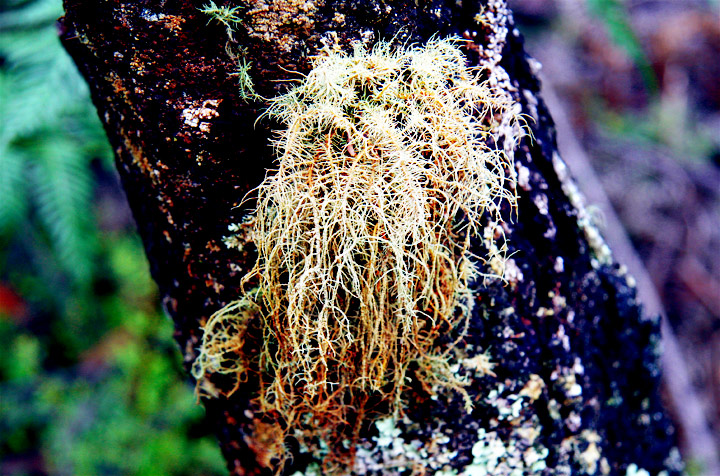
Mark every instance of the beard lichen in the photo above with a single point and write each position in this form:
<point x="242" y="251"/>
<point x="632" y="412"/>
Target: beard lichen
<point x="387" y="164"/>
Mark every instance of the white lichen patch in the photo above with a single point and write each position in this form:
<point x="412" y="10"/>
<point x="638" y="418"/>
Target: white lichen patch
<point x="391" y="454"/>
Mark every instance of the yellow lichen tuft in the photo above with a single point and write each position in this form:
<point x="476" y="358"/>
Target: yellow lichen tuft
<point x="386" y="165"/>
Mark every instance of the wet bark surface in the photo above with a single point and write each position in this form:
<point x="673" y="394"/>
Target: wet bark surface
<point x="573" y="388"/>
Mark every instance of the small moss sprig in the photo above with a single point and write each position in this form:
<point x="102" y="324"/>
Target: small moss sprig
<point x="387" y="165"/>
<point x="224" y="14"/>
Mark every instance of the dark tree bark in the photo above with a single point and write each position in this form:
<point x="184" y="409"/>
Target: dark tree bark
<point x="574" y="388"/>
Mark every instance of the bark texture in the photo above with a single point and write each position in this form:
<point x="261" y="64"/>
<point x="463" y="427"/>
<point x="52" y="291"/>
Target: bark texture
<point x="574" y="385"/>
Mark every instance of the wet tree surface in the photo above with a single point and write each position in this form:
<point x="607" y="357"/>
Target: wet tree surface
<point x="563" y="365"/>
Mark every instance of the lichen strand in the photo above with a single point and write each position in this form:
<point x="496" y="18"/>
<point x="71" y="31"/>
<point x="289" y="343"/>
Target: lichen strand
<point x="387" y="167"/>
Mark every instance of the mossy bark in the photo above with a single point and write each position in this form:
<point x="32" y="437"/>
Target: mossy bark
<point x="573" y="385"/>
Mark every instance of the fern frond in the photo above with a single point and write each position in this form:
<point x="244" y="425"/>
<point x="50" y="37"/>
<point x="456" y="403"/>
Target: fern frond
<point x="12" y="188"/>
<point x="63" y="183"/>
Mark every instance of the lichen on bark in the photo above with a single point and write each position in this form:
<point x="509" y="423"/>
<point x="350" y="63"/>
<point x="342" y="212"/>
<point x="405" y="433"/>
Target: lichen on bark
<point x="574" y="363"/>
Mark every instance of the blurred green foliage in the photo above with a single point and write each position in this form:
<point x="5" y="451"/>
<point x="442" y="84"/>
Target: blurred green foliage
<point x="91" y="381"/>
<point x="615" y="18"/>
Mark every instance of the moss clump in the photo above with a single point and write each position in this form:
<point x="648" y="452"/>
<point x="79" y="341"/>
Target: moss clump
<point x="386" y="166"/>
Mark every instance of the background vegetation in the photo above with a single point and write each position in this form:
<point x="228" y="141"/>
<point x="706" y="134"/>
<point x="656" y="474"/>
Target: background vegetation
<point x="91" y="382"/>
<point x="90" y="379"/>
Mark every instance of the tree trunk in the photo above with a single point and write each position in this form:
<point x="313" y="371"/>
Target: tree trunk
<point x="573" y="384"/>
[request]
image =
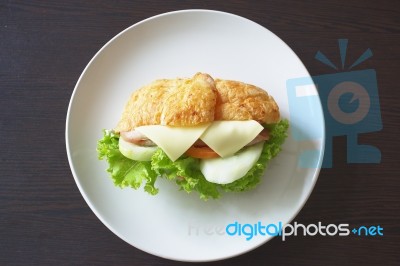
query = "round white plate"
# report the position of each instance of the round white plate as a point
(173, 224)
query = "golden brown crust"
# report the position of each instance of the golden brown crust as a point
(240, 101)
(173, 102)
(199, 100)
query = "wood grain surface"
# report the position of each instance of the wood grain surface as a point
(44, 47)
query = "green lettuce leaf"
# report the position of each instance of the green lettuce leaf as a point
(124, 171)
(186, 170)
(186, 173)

□ □ □ □ □ □ □

■ Action item ■
Leaving every picture out, output the data exactly as it stands.

■ Response to this task ■
Mark every instance of the beard lichen in the photo above with a single point and write each position in this form:
<point x="242" y="251"/>
<point x="632" y="412"/>
Target: beard lichen
<point x="387" y="164"/>
Mark every instance of the white lichen patch in the photo above with a single point and write each position in this form:
<point x="412" y="10"/>
<point x="638" y="418"/>
Target: white lichen patch
<point x="391" y="454"/>
Mark every instance of the yellow lichen tuft in the photo above with a single point and write each position in this form:
<point x="476" y="358"/>
Target: yellow lichen tuft
<point x="386" y="165"/>
Mark every instance of the wet bark surface in the photo above with a single point and write each position in this form:
<point x="673" y="394"/>
Target: wet bark surface
<point x="573" y="388"/>
Mark every instance of the small moss sprig in the photo above with a single point and write each position in this form:
<point x="102" y="324"/>
Target: small moss sprig
<point x="387" y="165"/>
<point x="224" y="14"/>
Mark every instance of the dark tree bark in the photo above with a single point and write each position in this form:
<point x="184" y="409"/>
Target: dark tree bark
<point x="574" y="388"/>
Mark every instance of the bark texture in the photo above with a single point and write each position in this form:
<point x="261" y="64"/>
<point x="463" y="427"/>
<point x="52" y="291"/>
Target: bark texture
<point x="574" y="385"/>
Mark every instance of the wet tree surface in the photo above with a single point and write each position in this form:
<point x="607" y="357"/>
Target: wet tree surface
<point x="563" y="365"/>
Mark every instance of the lichen strand in the photo above with a single point and write each position in this form:
<point x="496" y="18"/>
<point x="71" y="31"/>
<point x="289" y="343"/>
Target: lichen strand
<point x="387" y="167"/>
Mark every instance of the mossy bark in the photo above with a single point and write each position in this form:
<point x="32" y="437"/>
Target: mossy bark
<point x="573" y="385"/>
Mark every instance of the fern frond in the photo above with a single point and write each position in this form:
<point x="244" y="425"/>
<point x="50" y="37"/>
<point x="456" y="403"/>
Target: fern frond
<point x="12" y="188"/>
<point x="63" y="183"/>
Mark every instance of the lichen on bark in the photo above with a single point and write each position in this form:
<point x="509" y="423"/>
<point x="350" y="63"/>
<point x="342" y="212"/>
<point x="405" y="433"/>
Target: lichen on bark
<point x="574" y="363"/>
Mark every instance of the blurred green foliage in the photo above with a single point and write each position in this form:
<point x="5" y="451"/>
<point x="442" y="84"/>
Target: blurred green foliage
<point x="91" y="381"/>
<point x="615" y="18"/>
Mark every instance of the moss clump in the photo above with a single point and write each position in this form:
<point x="648" y="452"/>
<point x="79" y="341"/>
Target: moss clump
<point x="386" y="166"/>
Mark every instance of the background vegetation in the photo above with a single point and write each position in this form:
<point x="228" y="141"/>
<point x="706" y="134"/>
<point x="656" y="474"/>
Target: background vegetation
<point x="91" y="382"/>
<point x="90" y="379"/>
Mark every instance of the tree trunk in the photo above with a single point and write each position in this form:
<point x="313" y="371"/>
Target: tree trunk
<point x="573" y="384"/>
[request]
image =
query = "round white plate"
# report the position of each instance of the round white plate as a point
(173, 224)
query = "golden brown crust"
# report the position of each instance of the golden brown crust as a point
(240, 101)
(173, 102)
(199, 100)
query = "wood grain surface"
# report the position of each instance of the wood grain surface as a point
(44, 47)
query = "green lettuce leaf"
# report the position of each instance of the green lettuce leaf as a point
(124, 171)
(186, 170)
(186, 173)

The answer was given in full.